* [Text excerpt]:
---*---

Oak Pointe Elementary School teacher Kerri Roberts sent out a homework assignment on Thursday asking students to write from the perspective of a free Black slave, as well as the emerging Ku Klux Klan. “You are there,” the worksheet starts. “You are a member of the KKK. Why do you think your treatment of African Americans is justified?”

The assignment quickly went viral after Tremain Cooper posted the worksheet on Facebook. His 10-year-old nephew received the assignment, and the student began crying after he saw the question.

“HOW CAN SHE ASK A 5TH GRADER TO JUSTIFY THE ACTIONS OF THE KKK???” Cooper wrote on Facebook. “WE ARE CONTACTING EVERYBODY FROM THE SCHOOL TO THE MEDIA. PLEASE HELP.”

“EXCUSE ME????” one user responded. “My kid would be OUT of that school so fast you wouldn’t see the streak of us heading to the courthouse to file a lawsuit!”

CHECK IT OUT FAMILY. CHECK IT OUT FAMILY. I NEED YALL TO HELP ME. THIS IS MY LITTLE 10 YEAR OLD NEPHEW'S HOMEWORK…

Posted by Tremain Cooper on Thursday, September 14, 2017

A school district spokeswoman has since told the New York Times that Roberts is on administrative leave as the school investigates the situation.

“South Carolina standards for fifth grade require lessons on Reconstruction and discriminatory groups, including the KKK,” Lexington-Richland School District Five spokeswoman Katrina Goggins told the Times. “We must teach the standard, but we are taking steps to ensure this particular assignment will never be used again in District Five schools.”

---*---

* [Data]:

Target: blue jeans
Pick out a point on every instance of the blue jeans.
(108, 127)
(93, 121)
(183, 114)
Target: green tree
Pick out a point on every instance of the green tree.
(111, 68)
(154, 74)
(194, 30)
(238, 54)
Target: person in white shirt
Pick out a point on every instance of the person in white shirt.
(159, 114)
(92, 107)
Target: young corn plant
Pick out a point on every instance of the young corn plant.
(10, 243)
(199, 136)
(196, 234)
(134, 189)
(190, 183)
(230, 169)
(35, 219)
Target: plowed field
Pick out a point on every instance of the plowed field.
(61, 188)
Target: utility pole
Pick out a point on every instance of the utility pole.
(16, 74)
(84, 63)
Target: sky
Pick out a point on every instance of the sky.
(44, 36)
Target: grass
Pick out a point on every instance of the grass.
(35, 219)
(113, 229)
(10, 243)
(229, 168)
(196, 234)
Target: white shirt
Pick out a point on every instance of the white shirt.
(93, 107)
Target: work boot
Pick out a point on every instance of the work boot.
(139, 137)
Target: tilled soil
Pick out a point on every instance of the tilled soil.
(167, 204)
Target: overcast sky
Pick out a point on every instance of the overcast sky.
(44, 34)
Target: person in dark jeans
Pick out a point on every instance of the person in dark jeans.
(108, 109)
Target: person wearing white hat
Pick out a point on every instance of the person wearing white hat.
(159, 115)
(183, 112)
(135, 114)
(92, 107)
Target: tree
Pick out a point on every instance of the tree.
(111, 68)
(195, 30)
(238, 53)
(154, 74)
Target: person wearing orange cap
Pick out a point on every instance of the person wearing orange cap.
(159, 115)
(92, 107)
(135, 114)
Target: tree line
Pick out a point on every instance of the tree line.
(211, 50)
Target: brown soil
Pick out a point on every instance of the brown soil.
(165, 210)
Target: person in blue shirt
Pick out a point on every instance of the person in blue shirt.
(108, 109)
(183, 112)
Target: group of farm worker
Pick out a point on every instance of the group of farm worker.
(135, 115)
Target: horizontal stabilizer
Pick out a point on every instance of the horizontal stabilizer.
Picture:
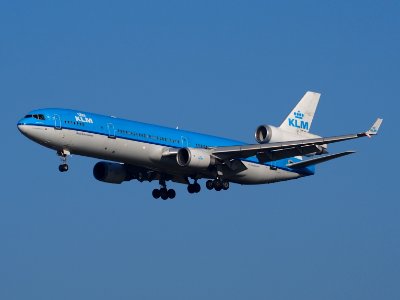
(374, 129)
(314, 161)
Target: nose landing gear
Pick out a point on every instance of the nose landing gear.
(163, 192)
(217, 184)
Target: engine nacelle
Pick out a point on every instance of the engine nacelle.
(194, 158)
(270, 134)
(110, 172)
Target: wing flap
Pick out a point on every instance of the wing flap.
(318, 160)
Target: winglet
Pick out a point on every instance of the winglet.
(374, 129)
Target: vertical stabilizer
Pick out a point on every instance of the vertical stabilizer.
(300, 118)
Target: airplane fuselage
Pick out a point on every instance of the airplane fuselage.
(143, 145)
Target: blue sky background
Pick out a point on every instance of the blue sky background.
(218, 67)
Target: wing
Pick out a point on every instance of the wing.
(276, 151)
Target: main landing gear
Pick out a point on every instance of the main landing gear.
(163, 192)
(217, 184)
(194, 188)
(63, 167)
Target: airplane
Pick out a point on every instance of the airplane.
(147, 152)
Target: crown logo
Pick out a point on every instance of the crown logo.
(298, 115)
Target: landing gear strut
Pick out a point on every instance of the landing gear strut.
(217, 184)
(163, 192)
(194, 187)
(63, 167)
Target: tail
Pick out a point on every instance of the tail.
(300, 118)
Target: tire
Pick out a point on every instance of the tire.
(196, 187)
(63, 168)
(164, 193)
(190, 189)
(225, 185)
(156, 193)
(209, 185)
(217, 184)
(171, 194)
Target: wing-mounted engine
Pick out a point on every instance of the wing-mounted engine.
(194, 158)
(110, 172)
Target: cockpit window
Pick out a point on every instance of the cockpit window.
(39, 117)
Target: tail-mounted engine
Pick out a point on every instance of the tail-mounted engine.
(194, 158)
(270, 134)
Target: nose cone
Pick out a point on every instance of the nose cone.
(22, 128)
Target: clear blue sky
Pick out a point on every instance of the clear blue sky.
(218, 67)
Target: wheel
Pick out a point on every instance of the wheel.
(164, 193)
(196, 187)
(156, 193)
(225, 185)
(209, 185)
(171, 194)
(218, 188)
(191, 188)
(217, 184)
(63, 168)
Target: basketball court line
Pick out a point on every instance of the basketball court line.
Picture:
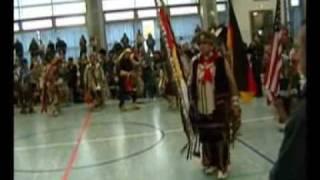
(121, 137)
(75, 149)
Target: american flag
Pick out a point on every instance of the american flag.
(275, 63)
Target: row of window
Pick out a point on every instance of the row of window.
(49, 11)
(111, 5)
(29, 3)
(149, 13)
(48, 23)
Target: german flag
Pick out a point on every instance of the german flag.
(238, 57)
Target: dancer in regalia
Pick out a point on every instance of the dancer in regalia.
(215, 100)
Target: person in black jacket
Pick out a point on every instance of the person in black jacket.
(150, 43)
(125, 41)
(291, 163)
(256, 51)
(33, 48)
(83, 46)
(50, 52)
(19, 49)
(61, 47)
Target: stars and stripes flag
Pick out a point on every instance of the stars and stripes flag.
(273, 71)
(238, 58)
(177, 70)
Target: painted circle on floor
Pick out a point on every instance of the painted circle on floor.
(102, 163)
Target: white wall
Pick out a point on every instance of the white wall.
(242, 10)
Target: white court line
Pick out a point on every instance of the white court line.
(129, 136)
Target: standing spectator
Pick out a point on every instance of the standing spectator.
(93, 44)
(25, 88)
(256, 53)
(197, 30)
(105, 63)
(50, 52)
(126, 78)
(94, 81)
(125, 41)
(72, 79)
(150, 86)
(140, 40)
(61, 47)
(33, 48)
(150, 43)
(83, 46)
(19, 50)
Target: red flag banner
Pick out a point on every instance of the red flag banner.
(177, 69)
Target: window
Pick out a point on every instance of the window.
(119, 16)
(144, 3)
(33, 2)
(108, 5)
(37, 24)
(147, 13)
(35, 12)
(60, 1)
(16, 27)
(221, 7)
(15, 3)
(70, 21)
(16, 14)
(70, 8)
(176, 2)
(295, 3)
(184, 10)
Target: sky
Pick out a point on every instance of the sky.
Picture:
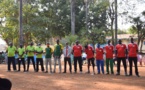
(124, 24)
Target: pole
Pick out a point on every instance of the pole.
(86, 14)
(20, 24)
(116, 22)
(73, 17)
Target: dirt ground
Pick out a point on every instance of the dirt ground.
(43, 81)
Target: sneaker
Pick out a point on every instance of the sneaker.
(88, 72)
(137, 75)
(93, 74)
(8, 70)
(46, 72)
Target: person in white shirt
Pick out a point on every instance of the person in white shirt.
(67, 54)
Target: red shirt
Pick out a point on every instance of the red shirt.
(109, 51)
(89, 52)
(121, 50)
(77, 50)
(132, 49)
(99, 53)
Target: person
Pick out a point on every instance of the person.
(99, 58)
(30, 54)
(132, 54)
(90, 57)
(48, 55)
(39, 59)
(67, 54)
(77, 52)
(109, 57)
(5, 84)
(121, 54)
(21, 52)
(57, 54)
(11, 50)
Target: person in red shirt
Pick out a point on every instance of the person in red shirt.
(109, 57)
(132, 54)
(99, 59)
(121, 54)
(77, 52)
(90, 56)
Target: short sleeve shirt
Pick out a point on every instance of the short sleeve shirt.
(39, 49)
(11, 51)
(58, 50)
(99, 53)
(48, 51)
(77, 50)
(109, 51)
(21, 51)
(31, 50)
(132, 49)
(89, 52)
(121, 50)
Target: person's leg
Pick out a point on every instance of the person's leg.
(118, 66)
(75, 64)
(136, 67)
(19, 64)
(23, 62)
(98, 66)
(130, 66)
(80, 63)
(89, 60)
(65, 59)
(70, 67)
(41, 63)
(28, 63)
(107, 66)
(55, 59)
(124, 64)
(46, 64)
(13, 62)
(111, 66)
(50, 65)
(59, 62)
(102, 66)
(9, 64)
(93, 64)
(33, 62)
(37, 64)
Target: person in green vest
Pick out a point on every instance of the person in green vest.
(30, 53)
(21, 54)
(57, 53)
(39, 52)
(48, 55)
(11, 50)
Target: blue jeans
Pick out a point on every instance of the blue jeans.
(100, 63)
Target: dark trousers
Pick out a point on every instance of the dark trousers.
(21, 60)
(11, 60)
(91, 60)
(79, 60)
(66, 59)
(28, 63)
(41, 63)
(123, 59)
(133, 59)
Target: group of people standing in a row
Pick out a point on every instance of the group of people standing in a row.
(120, 50)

---*---

* [What you will do]:
[1] Retype the passage from the news report on the KKK homework assignment exactly, everything from "Posted by Tremain" down to "investigates the situation.".
[2] Extend the news report on the KKK homework assignment, picking up after its final sentence.

* [Expected responses]:
[1]
Posted by Tremain Cooper on Thursday, September 14, 2017

A school district spokeswoman has since told the New York Times that Roberts is on administrative leave as the school investigates the situation.

[2]
Roberts’ assignment suggests that freed slaves and KKK members faced comparable experiences—thinking that is obviously, dangerously false. The KKK was founded on racism and white supremacy; slaves were held captive, beaten, violated, raped, killed, and still face institutional racism and setbacks today because of those white supremacist beliefs—to barely scratch the surface.

Cooper hopes schools reflect on the messages they teach, present historical truths, and are inclusive to Black students.

“I think it’s very important that the larger issue does not go away,” Cooper said to the Times. “I think the conversation needs to continue. The conversation should be elevated but yet go deeper. I think the larger issue of class assignments and curriculums for African-American children that are more culturally sensitive and less offensive is where the conversation should go.”